*Extrait*.

# # # # # # #

À l’approche de l’élection présidentielle, la volonté que les criminels condamnés à la prison à perpétuité n’aient aucune possibilité de retrouver la liberté – la perpétuité réelle – est bruyamment exprimée par certains candidats.
En réalité, la perpétuité réelle, ou incompressible, existe depuis 1994. La loi prévoit en effet que pour certains crimes (meurtre d’un mineur de moins de 15 ans accompagné d’un viol ou de tortures, notamment), la période de sûreté, pendant laquelle aucun aménagement de peine n’est possible, peut monter jusqu’à trente ans, voire être illimitée.

# # # # # # #

Extraits de données:

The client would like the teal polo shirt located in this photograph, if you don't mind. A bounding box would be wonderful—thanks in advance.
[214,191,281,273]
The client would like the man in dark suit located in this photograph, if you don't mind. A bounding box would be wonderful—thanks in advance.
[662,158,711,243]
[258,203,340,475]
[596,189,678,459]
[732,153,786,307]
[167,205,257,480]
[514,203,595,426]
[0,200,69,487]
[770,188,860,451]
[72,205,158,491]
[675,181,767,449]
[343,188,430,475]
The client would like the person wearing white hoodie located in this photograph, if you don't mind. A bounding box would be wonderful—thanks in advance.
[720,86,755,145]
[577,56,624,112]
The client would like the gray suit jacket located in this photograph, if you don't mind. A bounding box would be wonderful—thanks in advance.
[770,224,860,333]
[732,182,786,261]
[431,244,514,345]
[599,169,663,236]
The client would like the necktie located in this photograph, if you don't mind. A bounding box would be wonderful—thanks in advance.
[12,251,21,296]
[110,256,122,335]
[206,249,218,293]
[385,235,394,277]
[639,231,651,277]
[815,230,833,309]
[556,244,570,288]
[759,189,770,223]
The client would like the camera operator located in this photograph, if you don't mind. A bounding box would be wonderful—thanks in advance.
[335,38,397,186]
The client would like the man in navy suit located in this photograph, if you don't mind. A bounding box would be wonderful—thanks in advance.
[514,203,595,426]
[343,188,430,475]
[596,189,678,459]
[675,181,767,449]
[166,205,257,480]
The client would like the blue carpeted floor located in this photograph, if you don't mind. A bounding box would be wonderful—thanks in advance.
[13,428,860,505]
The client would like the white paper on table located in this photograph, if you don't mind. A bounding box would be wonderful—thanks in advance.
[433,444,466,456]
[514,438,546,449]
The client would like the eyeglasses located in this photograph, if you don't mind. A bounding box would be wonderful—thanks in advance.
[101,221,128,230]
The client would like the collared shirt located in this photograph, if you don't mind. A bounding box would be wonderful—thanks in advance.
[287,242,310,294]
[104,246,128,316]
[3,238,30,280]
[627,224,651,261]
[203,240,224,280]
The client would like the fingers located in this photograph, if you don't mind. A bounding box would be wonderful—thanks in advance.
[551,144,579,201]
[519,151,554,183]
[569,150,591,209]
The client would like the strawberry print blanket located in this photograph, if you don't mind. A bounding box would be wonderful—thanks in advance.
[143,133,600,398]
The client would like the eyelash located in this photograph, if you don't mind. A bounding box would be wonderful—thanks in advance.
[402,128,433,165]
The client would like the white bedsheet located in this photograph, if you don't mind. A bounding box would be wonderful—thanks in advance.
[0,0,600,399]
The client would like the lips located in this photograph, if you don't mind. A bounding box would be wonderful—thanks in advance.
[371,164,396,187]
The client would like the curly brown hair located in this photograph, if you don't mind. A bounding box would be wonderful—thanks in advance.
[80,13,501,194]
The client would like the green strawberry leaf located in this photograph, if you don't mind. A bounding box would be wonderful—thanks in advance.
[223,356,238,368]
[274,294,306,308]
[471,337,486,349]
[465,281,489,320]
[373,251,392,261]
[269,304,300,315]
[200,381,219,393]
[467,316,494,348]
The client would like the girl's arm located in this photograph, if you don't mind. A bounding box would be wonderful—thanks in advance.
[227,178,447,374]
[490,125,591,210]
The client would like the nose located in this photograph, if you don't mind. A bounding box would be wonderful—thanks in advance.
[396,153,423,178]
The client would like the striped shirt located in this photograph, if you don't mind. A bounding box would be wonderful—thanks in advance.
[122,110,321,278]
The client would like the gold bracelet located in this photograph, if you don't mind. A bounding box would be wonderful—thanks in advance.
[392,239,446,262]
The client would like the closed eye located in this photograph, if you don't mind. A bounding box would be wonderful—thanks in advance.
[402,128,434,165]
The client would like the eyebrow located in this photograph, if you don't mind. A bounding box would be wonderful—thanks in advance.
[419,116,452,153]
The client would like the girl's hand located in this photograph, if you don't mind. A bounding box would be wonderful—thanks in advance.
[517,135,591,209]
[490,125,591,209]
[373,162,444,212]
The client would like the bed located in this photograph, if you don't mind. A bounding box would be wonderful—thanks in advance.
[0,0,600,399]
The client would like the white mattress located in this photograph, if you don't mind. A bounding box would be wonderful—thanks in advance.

# # # # # # #

*Consigne 1*. D'après l'extrait, depuis quelle année la perpétuité réelle existe-t-elle ?
*Consigne 2*. Relevez toutes les indications chiffrées (année, âge, durée) que contient l'extrait.

*Réponse 1*. Depuis 1994.

*Réponse 2*.
- 1994
- moins de 15 ans
- trente ans